* **Aim of the task**:
After locating the line that contains "point: stone planter bowl" in the following entries, reproduce it and each later line exactly, including the last.

[Recorded data]
------------

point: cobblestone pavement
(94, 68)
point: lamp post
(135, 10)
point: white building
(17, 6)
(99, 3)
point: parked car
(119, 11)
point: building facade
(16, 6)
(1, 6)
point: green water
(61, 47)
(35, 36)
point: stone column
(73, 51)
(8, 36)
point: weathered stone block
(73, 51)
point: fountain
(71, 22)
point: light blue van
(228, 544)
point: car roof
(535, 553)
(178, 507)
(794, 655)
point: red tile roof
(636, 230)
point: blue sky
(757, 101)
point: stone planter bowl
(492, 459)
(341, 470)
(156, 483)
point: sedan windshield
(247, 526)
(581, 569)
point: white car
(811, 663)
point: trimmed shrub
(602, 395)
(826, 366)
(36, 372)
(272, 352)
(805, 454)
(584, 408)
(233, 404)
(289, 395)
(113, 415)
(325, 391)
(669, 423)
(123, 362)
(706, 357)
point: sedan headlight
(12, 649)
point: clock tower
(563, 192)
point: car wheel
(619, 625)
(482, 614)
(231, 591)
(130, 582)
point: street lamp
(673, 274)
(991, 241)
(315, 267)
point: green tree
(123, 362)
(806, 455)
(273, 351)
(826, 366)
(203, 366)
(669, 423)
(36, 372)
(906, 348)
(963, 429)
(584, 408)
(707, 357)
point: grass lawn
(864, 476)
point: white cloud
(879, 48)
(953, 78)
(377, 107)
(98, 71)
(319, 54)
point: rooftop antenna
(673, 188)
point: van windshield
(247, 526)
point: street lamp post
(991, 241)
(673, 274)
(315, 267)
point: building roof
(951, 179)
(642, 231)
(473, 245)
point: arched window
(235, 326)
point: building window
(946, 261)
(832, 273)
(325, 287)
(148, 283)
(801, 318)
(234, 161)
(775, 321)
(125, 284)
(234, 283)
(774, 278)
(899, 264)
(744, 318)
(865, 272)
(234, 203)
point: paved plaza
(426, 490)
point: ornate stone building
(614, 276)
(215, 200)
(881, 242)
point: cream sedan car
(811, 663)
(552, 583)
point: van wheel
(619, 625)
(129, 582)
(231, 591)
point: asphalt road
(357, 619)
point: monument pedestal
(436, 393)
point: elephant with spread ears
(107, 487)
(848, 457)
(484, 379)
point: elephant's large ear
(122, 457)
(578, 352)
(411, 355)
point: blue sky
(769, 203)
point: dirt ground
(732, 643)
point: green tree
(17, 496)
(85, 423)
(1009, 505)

------------

* **Solved exercise**:
point: stone planter bowl
(492, 459)
(341, 470)
(156, 483)
point: sedan windshield
(247, 526)
(581, 569)
point: white car
(811, 663)
point: trimmed shrub
(602, 395)
(826, 366)
(36, 372)
(272, 352)
(805, 454)
(584, 408)
(233, 404)
(289, 395)
(113, 415)
(325, 391)
(669, 423)
(123, 362)
(706, 357)
point: sedan headlight
(12, 649)
point: clock tower
(563, 192)
point: car wheel
(619, 625)
(482, 614)
(231, 591)
(130, 582)
point: street lamp
(673, 274)
(991, 241)
(315, 267)
point: green tree
(123, 362)
(806, 455)
(273, 351)
(826, 366)
(203, 366)
(669, 423)
(36, 372)
(906, 348)
(963, 429)
(584, 408)
(707, 357)
point: grass lawn
(864, 476)
point: white cloud
(879, 48)
(953, 78)
(377, 107)
(98, 71)
(319, 54)
point: rooftop antenna
(673, 188)
point: van windshield
(247, 526)
point: street lamp post
(991, 241)
(673, 274)
(315, 267)
point: building roof
(951, 179)
(642, 231)
(473, 245)
point: arched window
(235, 326)
point: building window
(946, 261)
(832, 273)
(325, 287)
(148, 283)
(801, 318)
(234, 161)
(775, 321)
(125, 284)
(234, 283)
(774, 278)
(899, 264)
(744, 318)
(865, 272)
(234, 203)
point: paved plaza
(426, 490)
point: ornate stone building
(614, 276)
(215, 200)
(881, 242)
point: cream sedan car
(811, 663)
(552, 583)
point: van wheel
(619, 625)
(129, 582)
(231, 591)
point: asphalt road
(357, 619)
point: monument pedestal
(436, 393)
point: elephant with spread ears
(107, 487)
(848, 457)
(484, 379)
point: elephant's large ear
(122, 457)
(578, 352)
(411, 355)
point: blue sky
(769, 203)
point: dirt ground
(732, 643)
point: green tree
(17, 496)
(85, 423)
(1009, 505)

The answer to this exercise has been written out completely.